» **SELECTION**:
┌────────

Skip to content
chengda300 edited this page Apr 9, 2025 · 5 revisions

Welcome to the go-slang wiki!

This wiki serves to host the documentation of the implementation of Go.

Go Programming Language Related Matters

The Go Programming Language Specification can be found here. A Tour of Go can be found here. For the full language, you can install Go here.

Architecture

This implementation of Go uses a virtual machine architecture. The initial implementation is done by Teow Hua Jun and Lim An Jun, who were students of CS4215 in AY2023/24 Semester 2 and it is open source. It can be found in this page. This implementation aims to extend from the initial implementation to implement more elements of the language.

In this virtual machine architecture, programs are written in Go, which will then be parsed by a parser written in PeggyJS to obtain an Abstract Syntax Tree (AST), which comprises of tokens. Afterwards, these tokens are compiled into Virtual Machine Instructions (VMI), in which the runtime system will then execute these instructions from top to bottom. The image below shows the tombstone diagram of the parsing and compilation steps on the left, and the execution steps on the right. tombstone

With this architecture, we do not need to install the language and we can still run programs written in that language! However, it means that we have to write our own parser, compiler and executor.

└────────

» **EXCERPTED DATA**:
┌────────

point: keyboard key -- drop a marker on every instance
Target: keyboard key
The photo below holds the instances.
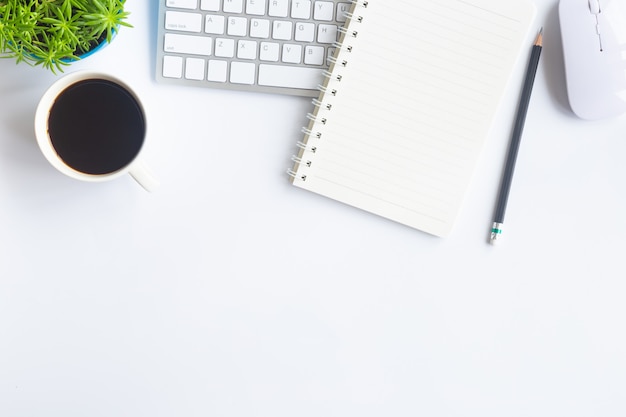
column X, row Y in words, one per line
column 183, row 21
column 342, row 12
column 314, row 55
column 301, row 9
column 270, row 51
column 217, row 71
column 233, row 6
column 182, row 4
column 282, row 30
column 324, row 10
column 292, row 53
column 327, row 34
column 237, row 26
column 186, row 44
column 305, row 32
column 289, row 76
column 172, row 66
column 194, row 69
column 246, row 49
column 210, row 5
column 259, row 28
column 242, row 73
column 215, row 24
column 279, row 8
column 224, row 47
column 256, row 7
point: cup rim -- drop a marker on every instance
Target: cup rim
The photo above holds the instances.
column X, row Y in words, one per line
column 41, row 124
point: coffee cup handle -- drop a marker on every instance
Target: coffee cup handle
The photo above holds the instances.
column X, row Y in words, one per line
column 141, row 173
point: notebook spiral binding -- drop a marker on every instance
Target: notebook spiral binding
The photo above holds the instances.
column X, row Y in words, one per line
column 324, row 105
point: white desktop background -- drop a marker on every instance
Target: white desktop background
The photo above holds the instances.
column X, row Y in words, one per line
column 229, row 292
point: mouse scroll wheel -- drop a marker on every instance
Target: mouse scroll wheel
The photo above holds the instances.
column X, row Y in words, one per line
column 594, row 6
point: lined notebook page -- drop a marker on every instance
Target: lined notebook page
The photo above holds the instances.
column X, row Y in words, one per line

└────────

» **REQUIRED WORK**:
A) Give the stretch of the go-slang wiki page from "With this architecture, we" through "compiler and executor." again, swapping "executor" for "evaluator".
B) Write the next part of the go-slang wiki page, picking up after its final sentence.

» **TASK-BY-TASK OUTPUTS**:
A)
With this architecture, we do not need to install the language and we can still run programs written in that language! However, it means that we have to write our own parser, compiler and evaluator.

B)
Automatic Semicolon Insertion

Before the code is actually parsed, there will be an automatic semicolon insertion operation. This is in line with how Go handles programs. In the Go Programming Language Specification, it states that:

Go programs may omit most of these semicolons using the following two rules:

  1. When the input is broken into tokens, a semicolon is automatically inserted into the token stream immediately after a line's final token if that token is
  1. To allow complex statements to occupy a single line, a semicolon may be omitted before a closing ")" or "}".

Parser

The parser is written in PeggyJS, which uses recursive parsing. After automatic semicolon insertion is done, the code will be parsed into an AST which comprises of tokens.

Compilation

With the tokens in the AST, the compiler will start to construct virtual machine instructions and also perform the related checks, such as type checking and namespace checking.

Execution

When the instructions are constructed, the runtime system will start executing these instructions from start to end.

Currently Supported Features

The current implementation supports the following features.

Functions returning multiple values at once

Typically, in most programming languages, they only allow you to return 1 value from a function. If you wanted to have it return multiple values, you would need to wrap it in a data structure and return that data structure. However, in Go, there is no need for that. You can simply assign the same number of variables at the left hand side of the assignment statement as the number of return values by the function call on the right hand side of the statement. The following code will be permissible in Go:

package main
import "fmt"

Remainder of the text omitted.